"ACORN did absolutely nothing wrong" no longer true

You don’t have to assume such a process is in place – there is such a process in place. The evidence that this is so is that, by law, all voter registration forms must be submitted. But you knew that, right?

And this has nothing to do with submission of voter registration forms, but rather with already existing registered voters.

Acknowledged, although I did so in terms of money and not effort. Clearly your hypothetical is possible in the modal logic sense; practically speaking – in terms of a “fundamental threat to democracy” – not so much, I think.

I said it can do so. Which is why it was prosecuted. Which is why the crime was described as a vandalism of the electoral rolls.

Which is why ACORN really should not have done it again.

Was paying employees for each registration illegal in Washington?

The article does not say but near as I can tell the employees were prosecuted for registration fraud.

In which case ACORN did not do it “again”. The laws broken in each case were different.

It’s also the day workers hired by ACORN that did that, not ACORN itself. ACORN was the defrauded party, not the defrauders.

Was it a day worker who told the registration-gatherers that they’d get extra money for making their “quota?”

Was telling them that registration fraud? no.

Quotas are measurable. It is difficult to assess how hard someone works . So you assign quotas to make them more productive. The theory is good but in practice some employees will cheat to take the heat off and to save their jobs. Quotas are quite common though.

Was it against the law in Nevada? Yes.

Again, was that action taken by day laborers?

Not in Washington, as far as I can tell. That’s where Moto’s story happened. Nevada has nothing to do with it.

WORK INSTRUCTION:
Copy out the ACORN discussion above from "Was paying employees" to "quite common though.", inclusive, word for word.

STUDY MATERIAL:
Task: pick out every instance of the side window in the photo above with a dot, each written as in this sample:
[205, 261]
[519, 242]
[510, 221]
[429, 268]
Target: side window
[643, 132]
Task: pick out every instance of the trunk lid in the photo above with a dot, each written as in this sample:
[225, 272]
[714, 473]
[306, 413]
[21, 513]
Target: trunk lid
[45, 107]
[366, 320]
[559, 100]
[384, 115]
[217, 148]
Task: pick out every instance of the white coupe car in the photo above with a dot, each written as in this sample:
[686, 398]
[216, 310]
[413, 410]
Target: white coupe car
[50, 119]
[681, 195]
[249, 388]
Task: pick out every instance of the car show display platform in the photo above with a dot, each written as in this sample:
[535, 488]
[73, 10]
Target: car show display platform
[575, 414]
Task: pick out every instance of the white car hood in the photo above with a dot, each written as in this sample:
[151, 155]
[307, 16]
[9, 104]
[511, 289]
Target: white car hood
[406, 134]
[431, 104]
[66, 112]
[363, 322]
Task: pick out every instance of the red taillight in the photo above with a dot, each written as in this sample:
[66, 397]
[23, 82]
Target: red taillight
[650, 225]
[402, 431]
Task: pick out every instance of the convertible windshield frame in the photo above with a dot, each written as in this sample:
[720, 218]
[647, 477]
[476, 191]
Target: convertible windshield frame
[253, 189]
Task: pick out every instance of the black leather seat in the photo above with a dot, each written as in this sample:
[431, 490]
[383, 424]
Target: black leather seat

SOLUTION TO THE EXERCISE:
Was paying employees for each registration illegal in Washington?

The article does not say but near as I can tell the employees were prosecuted for registration fraud.

In which case ACORN did not do it “again”. The laws broken in each case were different.

It’s also the day workers hired by ACORN that did that, not ACORN itself. ACORN was the defrauded party, not the defrauders.

Was it a day worker who told the registration-gatherers that they’d get extra money for making their “quota?”

Was telling them that registration fraud? no.

Quotas are measurable. It is difficult to assess how hard someone works . So you assign quotas to make them more productive. The theory is good but in practice some employees will cheat to take the heat off and to save their jobs. Quotas are quite common though.